▶ _Data for this exercise_
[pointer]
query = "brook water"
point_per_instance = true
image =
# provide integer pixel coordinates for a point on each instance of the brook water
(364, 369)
==
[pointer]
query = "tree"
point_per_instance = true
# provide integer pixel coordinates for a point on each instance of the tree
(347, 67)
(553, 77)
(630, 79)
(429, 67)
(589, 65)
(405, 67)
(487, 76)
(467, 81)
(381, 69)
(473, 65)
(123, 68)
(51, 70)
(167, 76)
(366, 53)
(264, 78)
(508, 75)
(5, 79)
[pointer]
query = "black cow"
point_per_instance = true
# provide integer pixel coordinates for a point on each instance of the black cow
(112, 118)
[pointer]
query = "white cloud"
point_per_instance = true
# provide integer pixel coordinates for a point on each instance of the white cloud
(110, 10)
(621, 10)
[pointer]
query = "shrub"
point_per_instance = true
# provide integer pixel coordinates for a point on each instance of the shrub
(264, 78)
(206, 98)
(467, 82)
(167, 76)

▶ _Exercise requirements_
Identify every line in the rows above that contains the word "black", and copy each of those lines.

▶ _The reply_
query = "black cow"
# provide integer pixel coordinates for a point on each instance of the black cow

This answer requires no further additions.